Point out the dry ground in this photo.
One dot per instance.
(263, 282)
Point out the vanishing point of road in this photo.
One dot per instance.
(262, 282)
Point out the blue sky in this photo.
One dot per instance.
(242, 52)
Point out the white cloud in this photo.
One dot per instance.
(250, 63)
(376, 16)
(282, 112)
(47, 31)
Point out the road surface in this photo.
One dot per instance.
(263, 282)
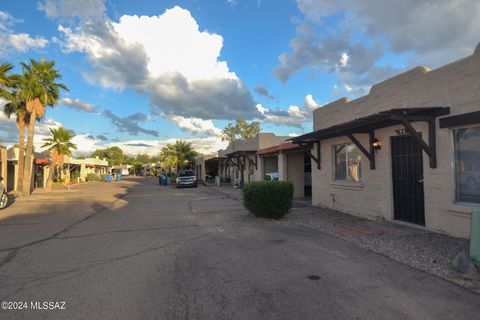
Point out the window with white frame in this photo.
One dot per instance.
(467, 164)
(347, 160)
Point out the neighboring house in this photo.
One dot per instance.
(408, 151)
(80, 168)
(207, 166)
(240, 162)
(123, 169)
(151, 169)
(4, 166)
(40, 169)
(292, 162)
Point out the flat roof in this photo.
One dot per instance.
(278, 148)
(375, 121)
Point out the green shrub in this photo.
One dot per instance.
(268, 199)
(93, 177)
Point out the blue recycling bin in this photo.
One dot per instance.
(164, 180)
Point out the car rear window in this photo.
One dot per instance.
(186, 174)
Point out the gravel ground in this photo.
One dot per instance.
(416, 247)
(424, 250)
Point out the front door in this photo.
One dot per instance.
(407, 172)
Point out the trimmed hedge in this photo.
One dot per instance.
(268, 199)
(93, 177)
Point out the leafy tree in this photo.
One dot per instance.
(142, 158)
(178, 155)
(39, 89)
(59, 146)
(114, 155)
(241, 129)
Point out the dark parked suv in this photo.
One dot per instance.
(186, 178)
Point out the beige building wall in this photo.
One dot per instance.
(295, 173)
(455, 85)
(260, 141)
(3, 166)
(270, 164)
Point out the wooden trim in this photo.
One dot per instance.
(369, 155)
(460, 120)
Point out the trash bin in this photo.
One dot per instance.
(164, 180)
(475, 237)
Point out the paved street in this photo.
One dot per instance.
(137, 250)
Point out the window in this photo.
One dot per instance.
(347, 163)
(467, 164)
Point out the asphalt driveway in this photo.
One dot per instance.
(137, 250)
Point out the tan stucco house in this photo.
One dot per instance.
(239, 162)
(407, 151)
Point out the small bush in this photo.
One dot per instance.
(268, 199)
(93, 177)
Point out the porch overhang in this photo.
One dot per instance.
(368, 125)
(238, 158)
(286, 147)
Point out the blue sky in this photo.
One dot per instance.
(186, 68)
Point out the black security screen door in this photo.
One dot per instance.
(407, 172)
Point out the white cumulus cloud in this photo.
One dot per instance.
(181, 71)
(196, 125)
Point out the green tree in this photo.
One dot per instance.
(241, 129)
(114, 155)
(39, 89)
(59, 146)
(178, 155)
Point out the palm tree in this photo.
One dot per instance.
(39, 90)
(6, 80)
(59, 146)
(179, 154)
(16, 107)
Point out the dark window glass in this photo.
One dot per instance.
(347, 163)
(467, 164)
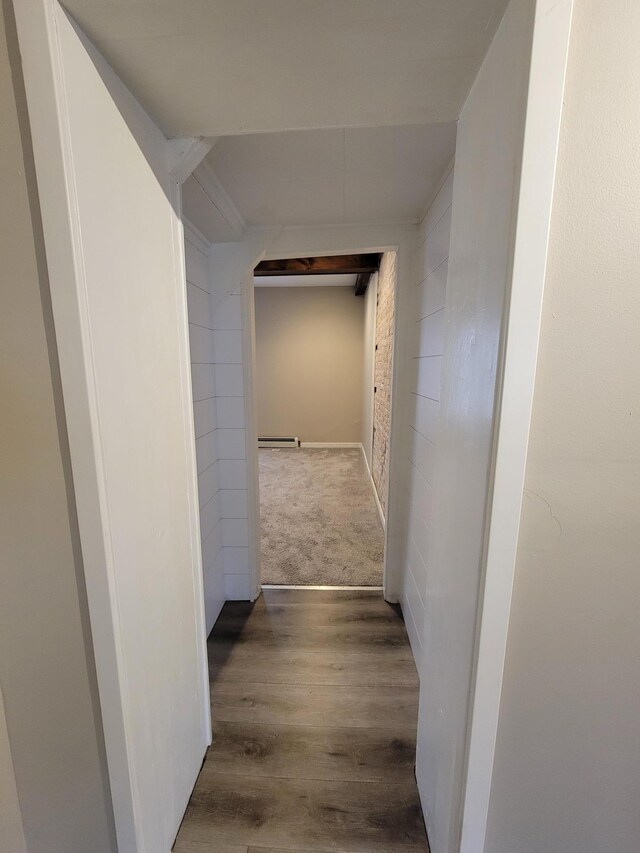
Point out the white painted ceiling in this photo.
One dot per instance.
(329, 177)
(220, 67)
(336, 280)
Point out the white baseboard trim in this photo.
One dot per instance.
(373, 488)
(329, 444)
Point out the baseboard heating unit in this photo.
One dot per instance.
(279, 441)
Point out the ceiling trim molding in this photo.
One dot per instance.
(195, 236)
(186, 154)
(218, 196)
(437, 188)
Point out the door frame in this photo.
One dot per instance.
◇ ◇ ◇ ◇ ◇ ◇ ◇
• [WHAT YOU ARE ASKED TO DO] Copy every row above, substituting "in this image" for each occurrence of "in this photo" and keeping all other text unchanged. Omit the pictures.

• [WRITTEN RESPONSE]
Point out the dry ground in this image.
One dot per instance.
(263, 282)
Point out the vanishing point of road in this image.
One dot per instance.
(262, 282)
Point out the blue sky in this image.
One dot per instance.
(242, 52)
Point out the white cloud in this image.
One dot per instance.
(250, 63)
(376, 16)
(282, 112)
(47, 31)
Point out the road surface in this image.
One dot per instance.
(263, 282)
Point out the window with white frame in this image.
One dot per instance.
(467, 164)
(347, 160)
Point out the neighboring house in this image.
One dot per instance.
(408, 151)
(80, 168)
(207, 166)
(240, 162)
(123, 169)
(151, 169)
(4, 166)
(40, 169)
(292, 162)
Point out the flat roof in this image.
One dot per instance.
(278, 148)
(375, 121)
Point out the green shrub in this image.
One dot per instance.
(268, 199)
(93, 177)
Point out the blue recycling bin in this image.
One dot per instance.
(164, 180)
Point out the car rear window in this image.
One dot per instance.
(186, 174)
Point out the gravel ground in this image.
One dot per instance.
(416, 247)
(424, 250)
Point out the front door in this image.
One dot per instance.
(407, 172)
Point out the trimmed hedge in this image.
One dot per instance.
(268, 199)
(93, 177)
Point out the leafy tree in this image.
One dot per instance.
(142, 158)
(178, 155)
(39, 89)
(59, 146)
(114, 155)
(241, 129)
Point out the dark parked suv in this image.
One dot per instance.
(186, 178)
Point out the beige building wall in this image.
One dot per instance.
(295, 173)
(455, 85)
(260, 141)
(3, 166)
(270, 164)
Point out the wooden trim in this image.
One dot per instance.
(369, 155)
(460, 120)
Point out the trash bin in this image.
One dot per instance.
(164, 180)
(475, 237)
Point out the paved street in this image.
One dot per instance.
(137, 250)
Point out the window in this image.
One dot per instance.
(347, 163)
(467, 164)
Point out the asphalt driveway in this image.
One dot per instance.
(137, 250)
Point out the tan stucco house in this image.
One dot per instance.
(239, 162)
(407, 151)
Point out the small bush in this image.
One dot per instance.
(268, 199)
(93, 177)
Point out the porch overhang in this image.
One dot per instance.
(368, 125)
(238, 158)
(286, 147)
Point out the blue sky in this image.
One dot per instance.
(186, 68)
Point out the black security screen door in this image.
One dot per instance.
(407, 172)
Point out the white cumulus cloud in this image.
One dot per instance.
(181, 71)
(196, 125)
Point out the green tree in this image.
One dot per instance.
(241, 129)
(114, 155)
(39, 89)
(59, 146)
(178, 155)
Point out the palm tree in this image.
One dot per instance.
(39, 90)
(6, 80)
(59, 146)
(179, 154)
(16, 107)
Point out the dark window glass in this image.
One dot per instance.
(347, 163)
(467, 164)
Point out the white painted ceiling in this image.
One dot per instance.
(329, 177)
(220, 67)
(336, 280)
Point out the white baseboard trim in this image.
One dot per instance.
(373, 488)
(329, 444)
Point out the baseboard heating unit in this image.
One dot per instance.
(279, 441)
Point out the ceiling trim molding in this image.
One dot per instance.
(195, 236)
(186, 154)
(218, 196)
(437, 188)
Point out the door frame in this image.
One dot per instance.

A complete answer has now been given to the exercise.